■ Esercizi
1. Nel testo sul 25 settembre di Giorgia Meloni, con quali tre aggettivi la presidente del Consiglio descrive oggi la Nazione?
2. Per favore, prosegui il testo sul 25 settembre di Giorgia Meloni subito dopo la sua ultima frase.

■ Testo di riferimento
────

Il 25 settembre di Giorgia Meloni

Aggiornamento: 27 set 2023

di Menandro

"Il 25 settembre di un anno fa dagli italiani arrivava una indicazione chiara: un governo di centrodestra a guida Fratelli d'Italia. Abbiamo dato il massimo per raggiungere la vittoria, consapevoli che quella non sarebbe stata un punto d'arrivo ma un punto di partenza. A distanza di un anno non mi sento di fare ancora bilanci, quello spetta ai cittadini. Ma una cosa la posso dire: avevo promesso di consegnare un'Italia migliore di come l'avevo ricevuta e posso affermare che oggi la nostra Nazione è più credibile, stabile e ascoltata".

A scriverlo, ieri, è la presidente del Consiglio Giorgia Meloni. E gli italiani non potranno che essere soddisfatti del suo convincimento. A volte, edulcorare la realtà aiuta a vivere meglio. Nel caso della presidente Giorgia Meloni c'è la convinzione di avere reso la nostra nazione più credibile, stabile e ascoltata.

Ora, è sotto gli occhi di tutti che la situazione vera, nonostante i sorrisi, i baci, le occhiate compiaciute che la presidente del Consiglio dispensa nelle occasioni pubbliche ai pasdaran di corte, che prontamente ricambiano con le ola d'ordinanza, mostra più di una slabbratura. E sono pieghe rovesciate color sangue che inducono a suggerire, cautamente sia chiaro, qualche riserva sulla superiore credibilità acquisita rispetto al 26 settembre 2022.

────

■ Registro dati
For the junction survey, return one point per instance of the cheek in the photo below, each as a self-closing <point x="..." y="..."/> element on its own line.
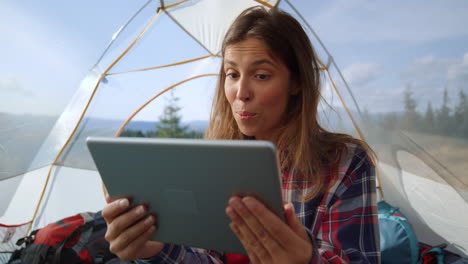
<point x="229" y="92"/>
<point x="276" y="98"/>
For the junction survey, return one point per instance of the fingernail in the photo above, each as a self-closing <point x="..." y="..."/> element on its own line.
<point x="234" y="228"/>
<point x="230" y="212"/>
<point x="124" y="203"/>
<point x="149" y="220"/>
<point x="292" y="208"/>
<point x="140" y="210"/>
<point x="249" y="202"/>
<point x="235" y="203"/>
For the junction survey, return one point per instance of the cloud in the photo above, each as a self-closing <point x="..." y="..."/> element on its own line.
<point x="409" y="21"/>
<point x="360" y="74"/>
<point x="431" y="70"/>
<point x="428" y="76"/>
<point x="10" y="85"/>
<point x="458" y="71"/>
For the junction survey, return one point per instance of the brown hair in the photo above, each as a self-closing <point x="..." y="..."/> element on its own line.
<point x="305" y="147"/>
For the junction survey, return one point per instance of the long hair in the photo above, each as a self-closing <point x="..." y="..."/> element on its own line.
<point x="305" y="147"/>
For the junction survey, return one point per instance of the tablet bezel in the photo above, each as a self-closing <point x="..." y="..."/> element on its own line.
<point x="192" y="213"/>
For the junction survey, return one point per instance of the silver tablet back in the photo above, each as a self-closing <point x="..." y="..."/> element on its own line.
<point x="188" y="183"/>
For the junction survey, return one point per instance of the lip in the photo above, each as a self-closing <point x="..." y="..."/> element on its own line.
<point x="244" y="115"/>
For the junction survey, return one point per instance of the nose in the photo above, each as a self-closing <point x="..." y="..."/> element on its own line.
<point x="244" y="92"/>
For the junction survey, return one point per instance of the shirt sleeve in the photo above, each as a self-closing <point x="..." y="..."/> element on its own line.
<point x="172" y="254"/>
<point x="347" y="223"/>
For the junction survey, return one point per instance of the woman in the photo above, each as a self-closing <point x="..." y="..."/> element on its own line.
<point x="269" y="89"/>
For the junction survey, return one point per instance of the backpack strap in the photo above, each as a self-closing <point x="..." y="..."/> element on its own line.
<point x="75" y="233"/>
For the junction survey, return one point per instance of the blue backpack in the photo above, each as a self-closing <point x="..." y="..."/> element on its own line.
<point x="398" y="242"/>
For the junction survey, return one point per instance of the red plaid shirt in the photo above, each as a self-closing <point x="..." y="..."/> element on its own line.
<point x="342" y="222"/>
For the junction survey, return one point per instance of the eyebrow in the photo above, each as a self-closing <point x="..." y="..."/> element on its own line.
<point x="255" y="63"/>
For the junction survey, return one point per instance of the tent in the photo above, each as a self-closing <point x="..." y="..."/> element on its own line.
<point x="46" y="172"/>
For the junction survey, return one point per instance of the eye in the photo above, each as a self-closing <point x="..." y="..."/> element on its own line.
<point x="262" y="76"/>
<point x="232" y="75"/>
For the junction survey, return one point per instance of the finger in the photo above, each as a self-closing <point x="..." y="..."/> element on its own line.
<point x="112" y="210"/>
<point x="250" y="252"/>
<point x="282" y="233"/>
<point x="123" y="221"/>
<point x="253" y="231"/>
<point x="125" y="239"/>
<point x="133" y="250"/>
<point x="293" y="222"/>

────

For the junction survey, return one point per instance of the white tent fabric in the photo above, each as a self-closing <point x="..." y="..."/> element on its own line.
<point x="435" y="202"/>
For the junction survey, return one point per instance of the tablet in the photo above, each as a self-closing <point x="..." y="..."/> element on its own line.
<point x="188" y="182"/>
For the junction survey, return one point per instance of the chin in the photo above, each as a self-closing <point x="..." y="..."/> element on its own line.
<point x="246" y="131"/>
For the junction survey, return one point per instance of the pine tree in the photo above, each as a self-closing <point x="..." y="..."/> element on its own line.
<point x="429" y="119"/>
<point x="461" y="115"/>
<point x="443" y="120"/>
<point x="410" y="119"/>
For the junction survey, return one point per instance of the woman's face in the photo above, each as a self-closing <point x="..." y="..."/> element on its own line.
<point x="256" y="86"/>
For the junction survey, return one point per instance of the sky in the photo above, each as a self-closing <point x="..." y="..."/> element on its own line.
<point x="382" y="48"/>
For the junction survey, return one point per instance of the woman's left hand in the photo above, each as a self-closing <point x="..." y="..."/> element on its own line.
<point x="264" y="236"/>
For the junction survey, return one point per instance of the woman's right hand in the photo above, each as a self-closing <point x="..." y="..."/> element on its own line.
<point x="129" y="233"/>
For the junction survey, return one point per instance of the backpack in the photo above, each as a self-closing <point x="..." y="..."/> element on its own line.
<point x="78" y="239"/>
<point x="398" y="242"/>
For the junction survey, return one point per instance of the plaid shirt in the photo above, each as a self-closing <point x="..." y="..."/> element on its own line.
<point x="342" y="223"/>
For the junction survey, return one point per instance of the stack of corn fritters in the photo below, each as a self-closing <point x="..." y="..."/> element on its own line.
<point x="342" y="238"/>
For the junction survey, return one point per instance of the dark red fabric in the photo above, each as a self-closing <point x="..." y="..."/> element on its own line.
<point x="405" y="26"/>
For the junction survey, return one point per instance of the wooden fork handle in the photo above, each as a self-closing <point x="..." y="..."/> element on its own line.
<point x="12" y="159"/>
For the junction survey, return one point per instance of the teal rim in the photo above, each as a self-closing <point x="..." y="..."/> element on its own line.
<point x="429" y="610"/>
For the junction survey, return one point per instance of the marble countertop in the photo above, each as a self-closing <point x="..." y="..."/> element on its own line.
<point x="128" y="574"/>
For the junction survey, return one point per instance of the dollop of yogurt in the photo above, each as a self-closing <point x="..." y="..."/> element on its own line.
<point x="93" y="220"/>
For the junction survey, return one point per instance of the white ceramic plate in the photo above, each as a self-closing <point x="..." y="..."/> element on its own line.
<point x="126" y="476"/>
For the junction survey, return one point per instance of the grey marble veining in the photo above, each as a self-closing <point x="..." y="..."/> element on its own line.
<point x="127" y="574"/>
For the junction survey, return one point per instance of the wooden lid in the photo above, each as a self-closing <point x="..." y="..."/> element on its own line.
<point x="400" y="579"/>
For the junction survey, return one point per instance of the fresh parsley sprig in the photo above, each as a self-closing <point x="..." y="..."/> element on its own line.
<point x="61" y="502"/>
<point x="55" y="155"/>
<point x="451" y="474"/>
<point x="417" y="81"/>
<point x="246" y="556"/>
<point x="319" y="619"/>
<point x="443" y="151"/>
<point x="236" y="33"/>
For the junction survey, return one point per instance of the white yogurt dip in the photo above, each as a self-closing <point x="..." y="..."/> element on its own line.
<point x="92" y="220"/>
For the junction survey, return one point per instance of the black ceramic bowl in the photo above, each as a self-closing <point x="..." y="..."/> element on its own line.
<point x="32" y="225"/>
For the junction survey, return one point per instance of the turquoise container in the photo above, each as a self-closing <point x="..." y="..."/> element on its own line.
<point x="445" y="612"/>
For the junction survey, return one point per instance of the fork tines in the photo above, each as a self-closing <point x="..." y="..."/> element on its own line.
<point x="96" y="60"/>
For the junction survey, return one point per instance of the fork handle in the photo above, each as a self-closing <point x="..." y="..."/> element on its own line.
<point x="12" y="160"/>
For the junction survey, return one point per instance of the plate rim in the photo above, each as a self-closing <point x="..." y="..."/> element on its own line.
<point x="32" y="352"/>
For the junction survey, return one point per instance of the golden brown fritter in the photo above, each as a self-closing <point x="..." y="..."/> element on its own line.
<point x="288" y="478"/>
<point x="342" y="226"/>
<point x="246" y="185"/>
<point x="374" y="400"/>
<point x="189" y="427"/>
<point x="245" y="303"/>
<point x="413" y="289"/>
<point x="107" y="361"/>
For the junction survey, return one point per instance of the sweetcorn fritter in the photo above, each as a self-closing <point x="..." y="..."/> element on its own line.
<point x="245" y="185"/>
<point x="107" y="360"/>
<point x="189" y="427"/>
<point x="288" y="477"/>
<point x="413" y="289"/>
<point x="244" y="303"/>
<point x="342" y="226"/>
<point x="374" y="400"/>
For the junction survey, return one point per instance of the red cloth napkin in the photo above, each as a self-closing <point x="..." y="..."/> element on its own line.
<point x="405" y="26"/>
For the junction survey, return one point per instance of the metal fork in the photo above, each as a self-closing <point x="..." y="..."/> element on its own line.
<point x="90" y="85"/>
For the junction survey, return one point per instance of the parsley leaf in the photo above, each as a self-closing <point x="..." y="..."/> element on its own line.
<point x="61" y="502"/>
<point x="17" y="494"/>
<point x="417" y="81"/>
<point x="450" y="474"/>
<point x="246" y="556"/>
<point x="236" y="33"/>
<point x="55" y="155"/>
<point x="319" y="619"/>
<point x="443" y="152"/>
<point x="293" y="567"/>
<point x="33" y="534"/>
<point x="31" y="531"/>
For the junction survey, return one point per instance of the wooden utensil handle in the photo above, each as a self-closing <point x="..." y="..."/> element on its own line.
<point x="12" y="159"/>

────

■ Risultati per esercizio
1. Più credibile, stabile e ascoltata.

2.
Sia altrettanto chiaro che non lo si vuole sostenere in forza di freddi numeri di rapporti e statistiche, comunque numerosi e visibili con un semplice click sul web. L'elenco, chilometrico, è oggettivamente ansiogeno, e quindi non lo consigliamo per l'affetto che nutriamo verso i nostri lettori. Purtroppo, però, non esiste antidoto, in questo caso altrettanto "credibile" - non vogliamo tradire il vocabolario prediletto della presidente Meloni - per non disancorarsi dalla realtà. A meno di travestirsi da cantastorie per la gioia di bimbi e adulti. E qui, gli argomenti cadono come mele vicino all'albero, e si può celiare davvero su tutto e il contrario di tutto. A cominciare dal debito pubblico astronomico che ci fa vedere le stelle che, come dice l'altro greco della compagnia di giro della Porta di Vetro, l'amico scienziato e filosofo Galeno, sono "milioni di milioni", appunto miliardi, ma di euro, oltre 2.800. E, a seguire, c'è ora lo spread più che mai tentato di salire sull'ottovolante dell'instabilità insieme ai mercati finanziari che subiscono la fragilità della nostra economia; per non parlare delle aziende che chiudono e delocalizzano, e quelle pubbliche in crisi, sulla cui sorte il governo non sa offrire risposte convincenti a sindacati e lavoratori; no dimentichiamo la panacea di tutti i male, il PNRR, che ha nel ministro Raffaele Fitto il miglior esegeta della complessa materia, così erudito da spiegarci un giorno sì e un altro ancora che si tratta di "un obiettivo chiave, che si può completare tutto entro tre anni”, che è ad un tempo occasione di crescita e grande sfida per la Commissione europea, senza però mai dirci come tutto questo si potrà realizzare.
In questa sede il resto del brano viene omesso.